**Task description**.
Every record below is to be restated word for word, and no picture is to be copied.

**Data records**.
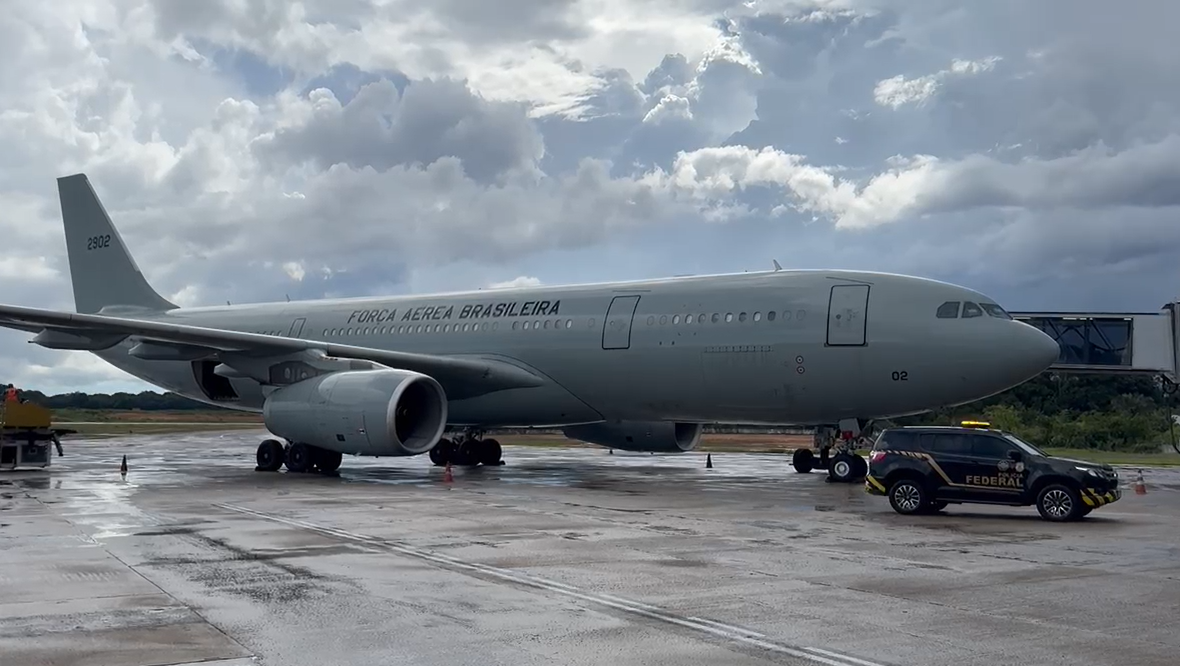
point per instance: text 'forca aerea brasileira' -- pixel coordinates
(469, 311)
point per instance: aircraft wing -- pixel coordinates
(459, 376)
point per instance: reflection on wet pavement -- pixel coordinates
(561, 555)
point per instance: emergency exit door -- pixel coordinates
(296, 328)
(847, 307)
(616, 328)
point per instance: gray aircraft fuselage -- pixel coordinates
(771, 347)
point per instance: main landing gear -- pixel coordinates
(297, 457)
(470, 449)
(845, 467)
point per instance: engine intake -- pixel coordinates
(374, 412)
(638, 435)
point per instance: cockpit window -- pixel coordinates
(995, 311)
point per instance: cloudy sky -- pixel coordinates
(256, 149)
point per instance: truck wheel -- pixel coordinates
(1059, 503)
(908, 497)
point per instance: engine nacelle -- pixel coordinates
(369, 412)
(638, 435)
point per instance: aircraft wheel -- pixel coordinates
(804, 461)
(443, 452)
(328, 462)
(843, 468)
(490, 452)
(270, 456)
(467, 455)
(299, 458)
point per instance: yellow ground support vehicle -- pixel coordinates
(26, 432)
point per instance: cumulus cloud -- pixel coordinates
(267, 150)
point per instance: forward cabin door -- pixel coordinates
(847, 307)
(296, 327)
(616, 328)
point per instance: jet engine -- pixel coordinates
(369, 412)
(638, 435)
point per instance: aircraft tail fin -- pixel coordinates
(100, 267)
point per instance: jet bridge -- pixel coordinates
(1105, 343)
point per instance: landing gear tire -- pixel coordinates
(328, 462)
(443, 452)
(843, 469)
(860, 467)
(300, 458)
(490, 452)
(908, 497)
(270, 456)
(467, 455)
(804, 461)
(1059, 503)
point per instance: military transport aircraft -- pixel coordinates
(628, 365)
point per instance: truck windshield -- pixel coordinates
(1024, 445)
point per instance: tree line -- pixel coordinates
(1128, 413)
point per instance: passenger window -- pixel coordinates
(987, 446)
(949, 444)
(995, 311)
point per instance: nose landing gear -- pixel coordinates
(470, 449)
(846, 465)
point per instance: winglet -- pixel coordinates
(102, 269)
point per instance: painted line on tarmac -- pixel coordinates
(727, 632)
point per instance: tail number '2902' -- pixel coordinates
(98, 242)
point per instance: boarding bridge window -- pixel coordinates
(995, 311)
(1087, 340)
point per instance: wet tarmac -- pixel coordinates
(565, 556)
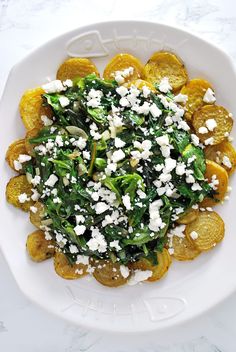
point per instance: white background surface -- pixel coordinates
(25, 25)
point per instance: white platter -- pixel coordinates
(189, 289)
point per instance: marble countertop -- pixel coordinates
(25, 25)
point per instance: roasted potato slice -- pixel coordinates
(17, 186)
(29, 146)
(38, 247)
(206, 231)
(31, 108)
(76, 67)
(222, 118)
(108, 273)
(13, 152)
(140, 83)
(119, 63)
(67, 271)
(36, 217)
(195, 89)
(184, 249)
(188, 216)
(212, 169)
(219, 152)
(165, 64)
(159, 270)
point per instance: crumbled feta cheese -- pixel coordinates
(101, 207)
(115, 244)
(118, 155)
(126, 201)
(119, 143)
(122, 91)
(226, 162)
(53, 86)
(163, 140)
(194, 235)
(181, 98)
(73, 249)
(33, 209)
(195, 139)
(164, 85)
(97, 242)
(46, 121)
(211, 124)
(51, 181)
(35, 196)
(139, 276)
(155, 111)
(64, 101)
(209, 96)
(203, 130)
(146, 91)
(79, 229)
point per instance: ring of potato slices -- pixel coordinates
(201, 227)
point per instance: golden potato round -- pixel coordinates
(108, 273)
(184, 249)
(76, 67)
(29, 146)
(188, 216)
(219, 151)
(159, 270)
(38, 247)
(13, 152)
(67, 271)
(31, 108)
(195, 89)
(165, 64)
(36, 218)
(140, 83)
(222, 118)
(17, 186)
(213, 168)
(120, 62)
(210, 230)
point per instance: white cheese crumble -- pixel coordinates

**Written response**.
point per instance: text 'forca aerea brasileira' -- pixel coordinates
(469, 311)
point per instance: aircraft wing -- pixel coordinates
(459, 376)
point per instance: reflection on wet pavement -- pixel coordinates
(561, 555)
point per instance: emergency exit door -- pixel coordinates
(296, 328)
(847, 307)
(616, 328)
point per instance: gray aircraft fuselage -- pixel coordinates
(771, 347)
point per instance: main landing gear -- pixel coordinates
(297, 457)
(470, 449)
(845, 467)
point per instance: engine intake -- pixel coordinates
(374, 412)
(638, 435)
point per instance: cockpit window -- pixel coordinates
(995, 311)
point per instance: cloudy sky -- pixel coordinates
(256, 149)
point per instance: truck wheel -- pixel coordinates
(1059, 503)
(908, 497)
point per instance: engine nacelle -- pixel coordinates
(369, 412)
(638, 435)
point per instance: aircraft wheel -- pixel coordinates
(804, 461)
(443, 452)
(328, 462)
(843, 468)
(490, 452)
(270, 456)
(467, 455)
(299, 458)
point per instance: yellow ground support vehicle -- pixel coordinates
(26, 432)
point per instance: cumulus cloud -- pixel coordinates
(267, 150)
point per instance: forward cabin door -- pixel coordinates
(847, 307)
(296, 327)
(616, 328)
point per instance: jet engine -- pixel coordinates
(369, 412)
(638, 435)
point per instance: aircraft tail fin -- pixel coordinates
(100, 267)
point per instance: jet bridge -- pixel coordinates
(1105, 343)
point per instance: landing gear tire -- pixel coordinates
(328, 462)
(443, 452)
(843, 469)
(860, 467)
(300, 458)
(490, 452)
(908, 497)
(270, 456)
(467, 455)
(804, 461)
(1059, 503)
point per instance: military transport aircraft -- pixel coordinates
(628, 365)
point per instance: truck windshield -- pixel coordinates
(1024, 445)
point per instance: tree line -- pixel coordinates
(1128, 413)
point per instance: passenger window -- pixel coordinates
(987, 446)
(949, 444)
(995, 311)
point per instance: nose landing gear -- pixel coordinates
(470, 449)
(846, 465)
point per instance: winglet -- pixel coordinates
(102, 269)
point per instance: painted line on tarmac -- pixel coordinates
(727, 632)
point per instance: tail number '2902' -- pixel coordinates
(98, 242)
point per instance: boarding bridge window -- pixel coordinates
(995, 311)
(1087, 340)
point per instance: wet tarmac -- pixel coordinates
(565, 556)
point per instance: white background surface -- pixel coordinates
(25, 25)
point per instance: white platter -- pixel coordinates
(189, 289)
point per instance: marble countertop -- pixel coordinates
(25, 25)
point per instance: roasted potato slice -- pixel coordinates
(17, 186)
(29, 146)
(38, 247)
(206, 231)
(31, 108)
(76, 67)
(222, 118)
(108, 273)
(13, 152)
(140, 83)
(119, 63)
(67, 271)
(36, 217)
(195, 89)
(184, 249)
(188, 216)
(212, 169)
(219, 152)
(165, 64)
(159, 270)
point per instance: crumbled feta cheese -- pixel coordinates
(101, 207)
(115, 244)
(118, 155)
(126, 201)
(119, 143)
(122, 91)
(226, 162)
(53, 86)
(163, 140)
(194, 235)
(181, 98)
(73, 249)
(33, 209)
(195, 139)
(164, 85)
(97, 242)
(46, 121)
(211, 124)
(51, 181)
(35, 196)
(139, 276)
(155, 111)
(64, 101)
(209, 96)
(203, 130)
(146, 91)
(79, 229)
point per instance: ring of potato slices -- pixel coordinates
(201, 227)
point per instance: golden potato round -- pixel coordinates
(108, 273)
(184, 249)
(76, 67)
(29, 146)
(188, 216)
(219, 151)
(159, 270)
(38, 247)
(13, 152)
(67, 271)
(31, 108)
(195, 89)
(165, 64)
(36, 218)
(140, 83)
(222, 118)
(17, 186)
(213, 168)
(120, 62)
(210, 230)
point per instance: white cheese crumble -- pixel coordinates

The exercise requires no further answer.